● Material provided:
──────
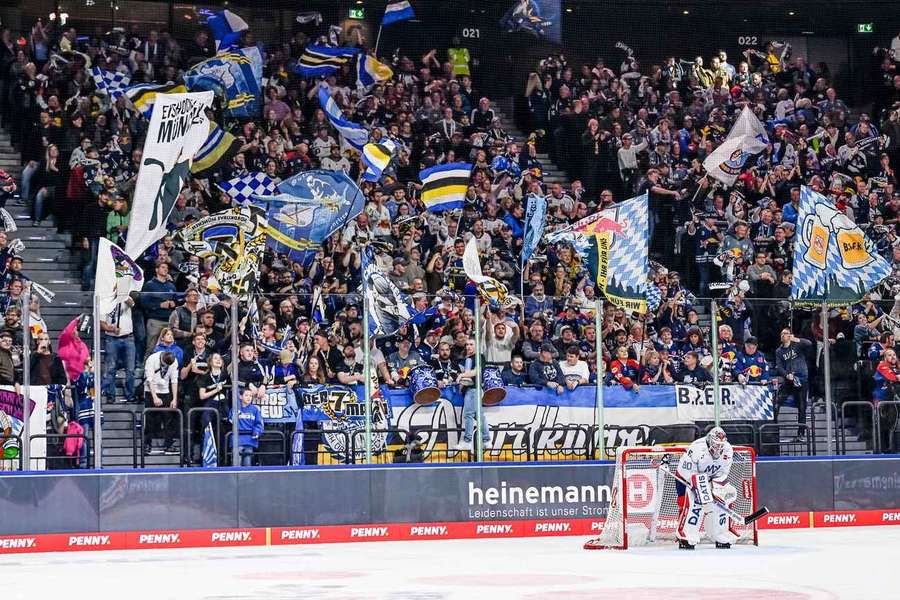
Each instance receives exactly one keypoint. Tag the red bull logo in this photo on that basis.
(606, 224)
──────
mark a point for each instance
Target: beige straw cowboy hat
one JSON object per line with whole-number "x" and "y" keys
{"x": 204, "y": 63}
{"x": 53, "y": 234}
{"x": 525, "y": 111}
──────
● Brief:
Pull out every line in the entries above that contains the word "instance", and copy each one without changes.

● Response below:
Each instance receives exactly one keypoint. Tag the red bull logo in this photo on that basis.
mark a point for each instance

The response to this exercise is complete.